OPDRACHT
Vat de recensie over Monika Sauwer samen in twee zinnen.

1header_hansvervoort.jpg - Monika Sauwer – Huis en hemel (1986)

Welkom op de website van Hans Vervoort

Monika Sauwer – Huis en hemel (1986)

Recensie van Hans Vervoort in NRC Handelsblad (27-03-1986)


 

 

 

Draaien, altijd maar draaien



Monika Sauwer debuteerde in 1977 met de verhalenbundel Mooie Boel, waarin de vrouwelijke ik-persoon knorrig maar vastberaden door het leven stommelt, geplaagd door fobische angsten die onsuccesvol bestreden worden met drank en valium, gedragstherapie en seks. Op Sauwers onbekommerde expressie van vrouwelijke lust en onlust reageerden sommige recensenten wat schrikachtig, kan ik me herinneren. Maar er viel veel te genieten van die bundel, vooral vanwege Sauwers talent om genadeloos maar tegelijk met warmte haar personages te beschrijven. De onervaren gedragstherapeut die haar ik-figuur van fobieën moet bevrijden: "Hij ging weer zitten en keek me met een blik vol bijstand aan. Beige, dun, halflang haar had hij waar zijn benige wezelsoortjes lief doorheenstaken."
Na zes jaar volgde een tweede verhalenbundel (Koude Kermis) met Monika's verdere avonturen in bos en veld en enkele verhalen over de jeugd- en schoolervaringen van een bang meisje. Een logisch vervolg op die jeugdverhalen is haar onlangs verschenen eerste novelle, Huis en Hemel. Daarin wordt de vroegste jeugd van het meisje Celia beschreven en keren de eerder in korte verhalen aangeroerde herinneringen terug in grotere samenhang.

GEGEVEN RECORDS
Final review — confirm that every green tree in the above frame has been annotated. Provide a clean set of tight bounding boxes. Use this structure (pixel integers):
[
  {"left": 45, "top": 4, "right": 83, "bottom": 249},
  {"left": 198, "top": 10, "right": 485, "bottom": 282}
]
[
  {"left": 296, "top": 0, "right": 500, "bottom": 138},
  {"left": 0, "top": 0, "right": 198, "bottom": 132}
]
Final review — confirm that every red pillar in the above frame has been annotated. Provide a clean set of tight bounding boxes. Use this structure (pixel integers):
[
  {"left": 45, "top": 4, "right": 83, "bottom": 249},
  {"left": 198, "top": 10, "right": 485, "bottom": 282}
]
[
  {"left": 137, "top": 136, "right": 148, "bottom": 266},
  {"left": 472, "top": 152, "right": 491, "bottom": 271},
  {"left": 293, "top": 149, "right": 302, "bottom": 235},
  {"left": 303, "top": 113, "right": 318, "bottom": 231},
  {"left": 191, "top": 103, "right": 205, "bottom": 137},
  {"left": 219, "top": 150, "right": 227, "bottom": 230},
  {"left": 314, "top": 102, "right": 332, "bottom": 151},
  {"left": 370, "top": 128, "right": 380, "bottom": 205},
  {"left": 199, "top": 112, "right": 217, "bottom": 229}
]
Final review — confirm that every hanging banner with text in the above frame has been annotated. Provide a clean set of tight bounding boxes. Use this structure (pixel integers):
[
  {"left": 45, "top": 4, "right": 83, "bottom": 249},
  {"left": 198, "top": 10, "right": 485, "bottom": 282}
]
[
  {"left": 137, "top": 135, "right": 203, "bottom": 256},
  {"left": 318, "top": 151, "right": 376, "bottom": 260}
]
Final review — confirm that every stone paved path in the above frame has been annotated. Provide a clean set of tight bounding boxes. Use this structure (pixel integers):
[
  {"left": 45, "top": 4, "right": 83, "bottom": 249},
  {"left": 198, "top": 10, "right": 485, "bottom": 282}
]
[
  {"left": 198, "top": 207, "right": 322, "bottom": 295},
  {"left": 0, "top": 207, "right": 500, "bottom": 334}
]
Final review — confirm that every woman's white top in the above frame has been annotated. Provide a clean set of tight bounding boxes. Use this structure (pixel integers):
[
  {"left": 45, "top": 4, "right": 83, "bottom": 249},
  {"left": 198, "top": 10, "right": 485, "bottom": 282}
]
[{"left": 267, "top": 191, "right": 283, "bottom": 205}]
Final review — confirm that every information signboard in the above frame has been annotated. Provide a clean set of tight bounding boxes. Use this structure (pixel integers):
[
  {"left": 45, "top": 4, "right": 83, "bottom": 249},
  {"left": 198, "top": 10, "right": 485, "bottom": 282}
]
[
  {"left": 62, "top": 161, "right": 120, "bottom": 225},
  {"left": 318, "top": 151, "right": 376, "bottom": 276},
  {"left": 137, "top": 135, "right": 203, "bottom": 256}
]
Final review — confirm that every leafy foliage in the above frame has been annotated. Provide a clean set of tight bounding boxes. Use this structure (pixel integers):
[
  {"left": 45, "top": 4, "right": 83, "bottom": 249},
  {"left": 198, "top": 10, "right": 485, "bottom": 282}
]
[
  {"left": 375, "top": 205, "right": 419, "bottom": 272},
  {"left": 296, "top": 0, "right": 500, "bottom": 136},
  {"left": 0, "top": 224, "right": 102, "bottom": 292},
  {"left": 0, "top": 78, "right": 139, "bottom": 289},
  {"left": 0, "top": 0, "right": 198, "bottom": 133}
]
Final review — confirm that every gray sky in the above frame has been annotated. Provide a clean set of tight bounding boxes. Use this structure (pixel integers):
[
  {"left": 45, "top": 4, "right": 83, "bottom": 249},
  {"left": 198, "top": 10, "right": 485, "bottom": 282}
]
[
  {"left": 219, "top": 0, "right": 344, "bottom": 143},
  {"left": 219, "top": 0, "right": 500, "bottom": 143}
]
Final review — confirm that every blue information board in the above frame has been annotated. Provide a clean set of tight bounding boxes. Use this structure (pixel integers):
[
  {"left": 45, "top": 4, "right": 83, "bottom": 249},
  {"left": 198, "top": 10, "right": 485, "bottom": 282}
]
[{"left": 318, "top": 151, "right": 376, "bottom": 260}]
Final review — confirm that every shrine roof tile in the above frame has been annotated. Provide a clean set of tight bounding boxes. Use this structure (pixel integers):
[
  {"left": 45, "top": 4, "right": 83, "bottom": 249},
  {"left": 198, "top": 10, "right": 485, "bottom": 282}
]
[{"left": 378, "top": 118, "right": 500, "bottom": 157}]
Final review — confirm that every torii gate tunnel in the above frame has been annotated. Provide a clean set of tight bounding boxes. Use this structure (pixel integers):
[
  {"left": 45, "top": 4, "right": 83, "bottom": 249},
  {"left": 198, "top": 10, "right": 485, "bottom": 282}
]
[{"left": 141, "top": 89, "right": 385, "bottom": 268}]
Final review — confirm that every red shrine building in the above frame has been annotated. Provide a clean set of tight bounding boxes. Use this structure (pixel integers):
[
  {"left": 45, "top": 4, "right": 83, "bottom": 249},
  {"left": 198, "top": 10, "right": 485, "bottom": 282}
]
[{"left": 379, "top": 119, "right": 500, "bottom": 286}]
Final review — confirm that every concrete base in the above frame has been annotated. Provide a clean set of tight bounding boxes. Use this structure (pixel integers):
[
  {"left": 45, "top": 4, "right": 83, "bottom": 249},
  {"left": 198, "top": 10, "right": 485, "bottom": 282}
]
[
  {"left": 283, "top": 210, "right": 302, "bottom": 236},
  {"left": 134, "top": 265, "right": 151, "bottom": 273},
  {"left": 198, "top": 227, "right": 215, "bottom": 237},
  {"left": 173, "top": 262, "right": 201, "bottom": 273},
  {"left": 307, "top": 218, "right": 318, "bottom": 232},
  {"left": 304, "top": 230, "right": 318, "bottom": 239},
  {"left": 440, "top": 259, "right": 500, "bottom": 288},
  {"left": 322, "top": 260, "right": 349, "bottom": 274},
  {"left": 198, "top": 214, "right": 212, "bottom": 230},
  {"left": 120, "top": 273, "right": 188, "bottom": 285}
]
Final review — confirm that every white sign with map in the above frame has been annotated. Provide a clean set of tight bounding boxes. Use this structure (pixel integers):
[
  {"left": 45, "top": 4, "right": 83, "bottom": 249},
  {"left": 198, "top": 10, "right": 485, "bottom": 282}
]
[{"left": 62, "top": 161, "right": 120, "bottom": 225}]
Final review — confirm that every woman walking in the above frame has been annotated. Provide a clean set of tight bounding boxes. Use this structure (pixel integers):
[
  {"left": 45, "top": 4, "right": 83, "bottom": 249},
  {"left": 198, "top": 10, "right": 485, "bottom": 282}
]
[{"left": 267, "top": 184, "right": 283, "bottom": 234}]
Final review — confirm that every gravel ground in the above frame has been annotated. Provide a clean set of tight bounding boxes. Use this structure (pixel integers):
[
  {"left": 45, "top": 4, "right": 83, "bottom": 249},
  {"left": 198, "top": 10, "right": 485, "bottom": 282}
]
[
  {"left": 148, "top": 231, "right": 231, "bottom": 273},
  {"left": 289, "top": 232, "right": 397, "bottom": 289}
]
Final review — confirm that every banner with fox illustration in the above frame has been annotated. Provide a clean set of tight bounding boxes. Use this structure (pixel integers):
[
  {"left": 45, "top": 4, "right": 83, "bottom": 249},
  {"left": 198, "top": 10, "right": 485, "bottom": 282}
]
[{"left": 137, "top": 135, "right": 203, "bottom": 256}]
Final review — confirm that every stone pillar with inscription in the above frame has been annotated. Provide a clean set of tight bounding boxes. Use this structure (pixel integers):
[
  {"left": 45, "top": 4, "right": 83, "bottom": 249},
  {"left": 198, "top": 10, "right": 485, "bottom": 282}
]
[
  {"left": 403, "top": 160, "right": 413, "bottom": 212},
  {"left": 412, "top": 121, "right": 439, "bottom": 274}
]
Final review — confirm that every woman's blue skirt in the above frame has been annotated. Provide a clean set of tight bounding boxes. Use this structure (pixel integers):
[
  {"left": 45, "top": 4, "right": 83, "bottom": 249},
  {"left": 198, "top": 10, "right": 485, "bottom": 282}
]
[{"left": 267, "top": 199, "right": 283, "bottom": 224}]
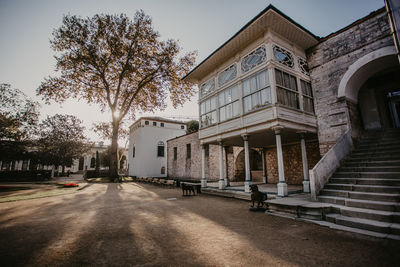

ANTWOORD
Monika Sauwer debuteerde in 1977 met de verhalenbundel Mooie Boel, waarin een vrouwelijke ik-persoon met fobische angsten door het leven stommelt, en de recensent prijst vooral haar talent om personages genadeloos maar met warmte te beschrijven. Na zes jaar volgde de bundel Koude Kermis, en haar eerste novelle Huis en Hemel beschrijft de vroegste jeugd van het meisje Celia, waarbij eerder in korte verhalen aangeroerde herinneringen in grotere samenhang terugkeren.